### Your objective
Turn the lines below into a numbered list, dropping any blank lines. Leave the pictures out of your answer.

** begin Data for processing **

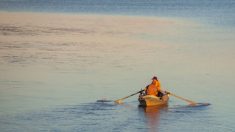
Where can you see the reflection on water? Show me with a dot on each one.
(152, 115)
(107, 116)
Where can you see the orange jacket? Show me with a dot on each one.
(153, 89)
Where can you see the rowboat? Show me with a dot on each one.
(151, 100)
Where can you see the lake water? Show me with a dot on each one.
(53, 71)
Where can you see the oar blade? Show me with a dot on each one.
(118, 101)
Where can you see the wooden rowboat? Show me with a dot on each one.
(151, 100)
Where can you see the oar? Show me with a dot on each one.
(119, 101)
(192, 103)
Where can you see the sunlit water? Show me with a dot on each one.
(51, 85)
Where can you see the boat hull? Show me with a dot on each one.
(151, 100)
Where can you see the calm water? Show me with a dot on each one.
(46, 85)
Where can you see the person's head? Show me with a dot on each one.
(154, 79)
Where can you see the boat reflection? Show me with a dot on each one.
(152, 115)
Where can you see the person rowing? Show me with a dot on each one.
(154, 88)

** end Data for processing **

### Response to the exercise
1. Where can you see the reflection on water? Show me with a dot on each one.
2. (152, 115)
3. (107, 116)
4. Where can you see the orange jacket? Show me with a dot on each one.
5. (153, 89)
6. Where can you see the rowboat? Show me with a dot on each one.
7. (151, 100)
8. Where can you see the lake water? Show me with a dot on each one.
9. (53, 71)
10. Where can you see the oar blade? Show me with a dot on each one.
11. (118, 101)
12. Where can you see the wooden rowboat? Show me with a dot on each one.
13. (151, 100)
14. Where can you see the oar? Show me with a dot on each one.
15. (119, 101)
16. (192, 103)
17. Where can you see the sunlit water? Show me with a dot on each one.
18. (51, 85)
19. Where can you see the boat hull? Show me with a dot on each one.
20. (151, 100)
21. Where can you see the calm water? Show me with a dot on each one.
22. (46, 85)
23. Where can you see the person's head? Show me with a dot on each one.
24. (154, 79)
25. Where can you see the boat reflection? Show me with a dot on each one.
26. (152, 115)
27. Where can you see the person rowing? Show me with a dot on each one.
28. (154, 88)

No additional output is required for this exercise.